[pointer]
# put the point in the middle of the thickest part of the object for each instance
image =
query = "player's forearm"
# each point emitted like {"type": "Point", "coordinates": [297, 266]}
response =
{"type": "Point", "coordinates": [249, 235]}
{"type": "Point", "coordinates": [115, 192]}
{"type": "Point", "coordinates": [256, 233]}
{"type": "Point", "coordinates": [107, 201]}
----------------------------------------
- En qué consiste: Reproduce sin ningún cambio cada línea del material anterior, de la primera a la última.

- Respuesta al ejercicio:
[pointer]
# put the point in the middle of the thickest part of the object for each instance
image =
query = "player's forearm"
# each point emitted like {"type": "Point", "coordinates": [297, 266]}
response =
{"type": "Point", "coordinates": [249, 235]}
{"type": "Point", "coordinates": [115, 192]}
{"type": "Point", "coordinates": [256, 233]}
{"type": "Point", "coordinates": [107, 201]}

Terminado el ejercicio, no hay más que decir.